[Document extract]
---
Word Suggestion Algorithm

We use automatic correction (Autocorrect) every day on our mobile phones and computers. So how does the autocorrect mechanism work? In this article, I will try to explain an example structure using the Python programming language regarding the autocorrect algorithm used in NLP. Even if the algorithm that I will design is not the same as the algorithms used in phones, it is useful to say that it is a very efficient structure :)

Data Preprocessing

In most machine learning processes, cleaning the data with preprocessing and making it meaningful is one of the most important steps. Let’s use a very famous quote from Shakespeare previously defined in our NLP algorithm.
---
[Given material]

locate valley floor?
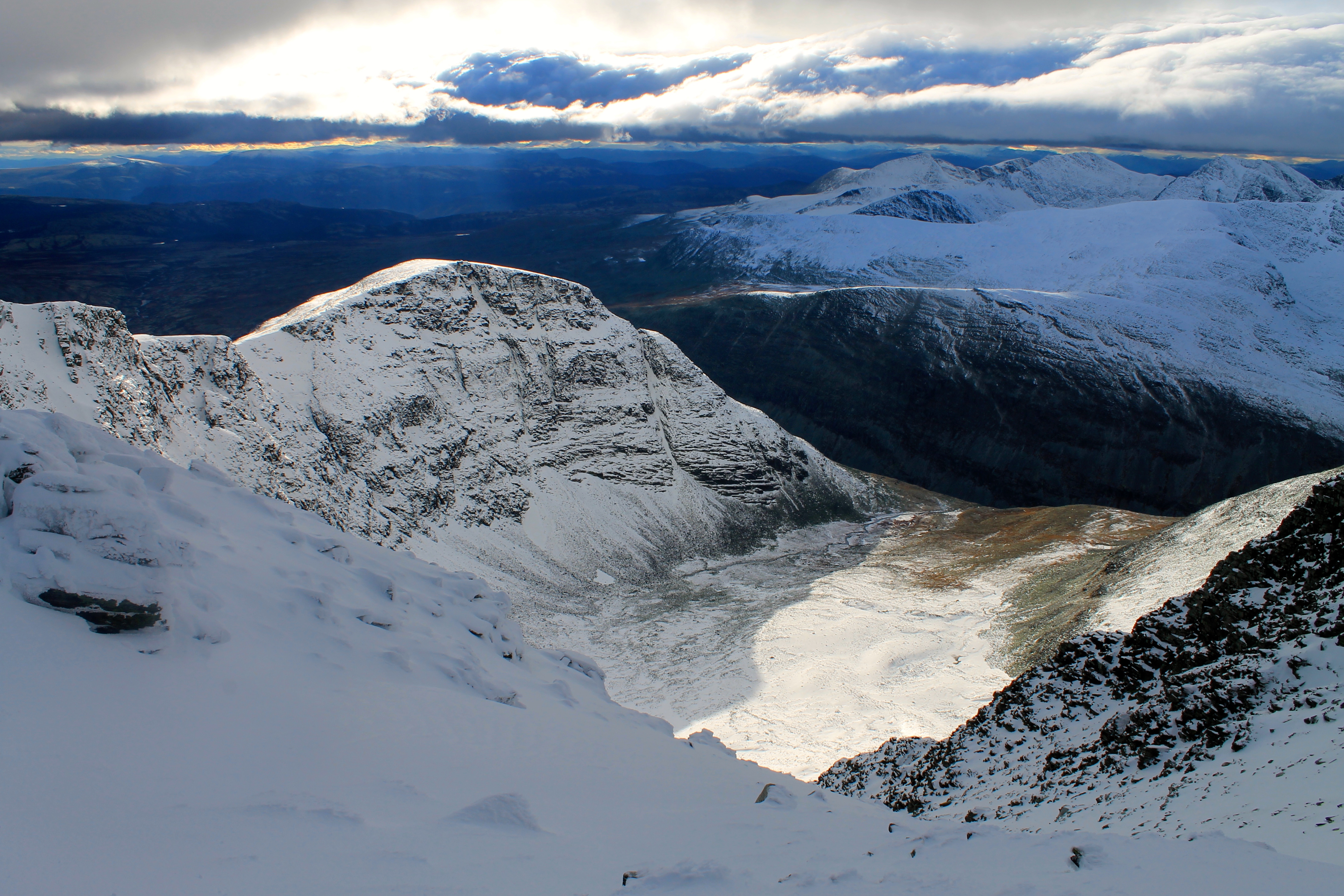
---
[Tasks to carry out]
1. In the word suggestion article, which programming language does the writer use for the example autocorrect structure?
2. Pick up the word suggestion article after its last sentence and keep writing it in the same voice.

[Results for the exercise]
1. Python.

2.
“O for a Muse of fire, that would ascend The brightest heaven of invention,
A kingdom for a stage, princes to act …… “

https://tr.wikipedia.org/wiki/William_Shakespeare

In this step, we have actually received a reference source. In this reference resource, we first need to find out which words are used and put them into a list structure (not a difficult step, actually :)) Then we need to find the words that are meaningful to us as output count by count.
We can summarize this step with an example as follows.
I am very eager to learn and explain → After entering the process function, you may think as if you leave “I am willing to learn, tell,”. The important thing in this step is not to take the repetitive words, if we do not omit the repetitive words, it will have a negative effect on the existing probability state.
Then we need to find the word frequency values ​​from the txt file that we defined with the count function.
“I am going, I am coming, I love” It should be noted that it counts as I → 1 because we receive unique words.
Then the probability of a word to be found in the text should be calculated. For example, the word x is in the text file with a probability of 0.0045.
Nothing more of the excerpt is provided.